Source data:

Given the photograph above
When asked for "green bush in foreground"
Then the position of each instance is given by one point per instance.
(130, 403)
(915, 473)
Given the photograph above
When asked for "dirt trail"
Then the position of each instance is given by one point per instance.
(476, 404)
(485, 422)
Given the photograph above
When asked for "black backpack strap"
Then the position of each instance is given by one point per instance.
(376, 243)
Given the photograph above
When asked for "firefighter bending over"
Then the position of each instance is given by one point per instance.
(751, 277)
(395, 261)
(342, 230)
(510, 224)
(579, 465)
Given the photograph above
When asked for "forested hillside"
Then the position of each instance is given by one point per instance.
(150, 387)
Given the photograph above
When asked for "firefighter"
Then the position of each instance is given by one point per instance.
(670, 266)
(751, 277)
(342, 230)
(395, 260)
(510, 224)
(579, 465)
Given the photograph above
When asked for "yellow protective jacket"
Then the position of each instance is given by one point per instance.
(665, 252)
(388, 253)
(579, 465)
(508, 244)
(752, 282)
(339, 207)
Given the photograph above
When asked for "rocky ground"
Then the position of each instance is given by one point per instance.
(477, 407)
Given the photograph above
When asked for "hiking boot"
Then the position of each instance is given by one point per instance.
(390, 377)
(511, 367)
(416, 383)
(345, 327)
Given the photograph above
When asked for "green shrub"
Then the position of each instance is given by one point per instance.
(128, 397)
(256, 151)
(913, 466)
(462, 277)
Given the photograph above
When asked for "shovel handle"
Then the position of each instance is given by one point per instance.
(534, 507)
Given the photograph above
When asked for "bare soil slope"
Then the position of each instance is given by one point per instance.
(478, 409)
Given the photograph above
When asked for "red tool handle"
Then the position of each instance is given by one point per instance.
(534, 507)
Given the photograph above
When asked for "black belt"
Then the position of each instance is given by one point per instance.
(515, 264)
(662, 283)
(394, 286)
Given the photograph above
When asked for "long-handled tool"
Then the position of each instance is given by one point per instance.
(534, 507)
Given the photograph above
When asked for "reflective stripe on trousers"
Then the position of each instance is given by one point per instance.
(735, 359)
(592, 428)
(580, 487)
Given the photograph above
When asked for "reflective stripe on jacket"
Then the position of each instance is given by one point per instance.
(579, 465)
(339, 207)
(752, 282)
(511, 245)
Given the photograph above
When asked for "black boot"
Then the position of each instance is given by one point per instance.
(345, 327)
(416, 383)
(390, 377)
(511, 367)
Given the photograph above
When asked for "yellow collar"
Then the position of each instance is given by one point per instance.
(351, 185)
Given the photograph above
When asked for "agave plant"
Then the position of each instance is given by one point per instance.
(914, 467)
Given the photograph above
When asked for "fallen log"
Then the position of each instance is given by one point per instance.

Task prompt: Copy all the records above exactly, missing none.

Reply:
Given the photograph above
When asked for "green bush in foreground"
Then the position of each instance is given by one point per instance.
(130, 403)
(915, 473)
Given the photograph above
When asked for "dirt trail"
Then the position of each instance is given by one point per instance.
(476, 404)
(485, 422)
Given the photograph above
When asked for "black backpack strap"
Then the position of each instance is given by one point per instance.
(376, 243)
Given the photograph above
When asked for "firefighter bending over"
Then the position of each instance is given by one point per instance.
(751, 277)
(395, 261)
(342, 230)
(510, 224)
(579, 465)
Given the photograph above
When asked for "forested hillside"
Then the position of each instance is given by one point per instance.
(150, 387)
Given the photograph above
When asked for "firefighter"
Then the position of each instance is given by one point per instance.
(670, 266)
(751, 277)
(342, 230)
(395, 260)
(510, 224)
(579, 465)
Given the photograph above
When asked for "yellow protective jacket"
Then the position of each instance is given by one point per instance.
(665, 252)
(388, 253)
(579, 465)
(508, 244)
(752, 282)
(339, 207)
Given the photograph above
When asked for "rocky ground"
Then the position of each instance is given by one point per instance.
(477, 407)
Given the photograph above
When asked for "hiking boot"
Then the position of each instance is given by one point per instance.
(390, 377)
(511, 367)
(416, 383)
(345, 327)
Given the photograph above
When asked for "green shrub"
Then the position of each instance is given by one point per instance.
(128, 397)
(256, 151)
(913, 466)
(462, 277)
Given the photograph above
When asked for "shovel handle"
Then the position of each instance is given by one point per instance.
(534, 507)
Given the photograph above
When asked for "bare soil slope"
Then the position of each instance is given by one point per instance.
(478, 409)
Given the photograph above
When asked for "red tool handle"
Then the position of each instance is given by one point per instance.
(534, 507)
Given the photograph above
When asked for "black belt"
Then the position of each instance is given by one point per instance.
(515, 264)
(662, 283)
(394, 286)
Given the photograph above
When asked for "long-handled tool"
Then the position of each instance is given by one point per instance.
(534, 507)
Given the photograph above
When asked for "reflective stripe on trousers"
Then the position of each instance is given by one point per instance.
(735, 359)
(592, 428)
(580, 487)
Given the photograph above
When asked for "reflective stripe on jacket"
Then the position of each instance is given by one point per instance.
(579, 465)
(339, 207)
(752, 282)
(511, 245)
Given the photograph above
When asked for "black boot"
Then the position of each instance is given by one point per instance.
(345, 327)
(416, 383)
(390, 377)
(511, 367)
Given the photograph above
When asked for "yellow collar"
Then the position of each instance is given by one point per instance.
(351, 185)
Given the photograph above
When asked for "agave plant"
Then the position of each instance is given by one point per instance.
(914, 467)
Given the photograph above
When asked for "fallen log"
Then the position of each instance is given by one point per instance.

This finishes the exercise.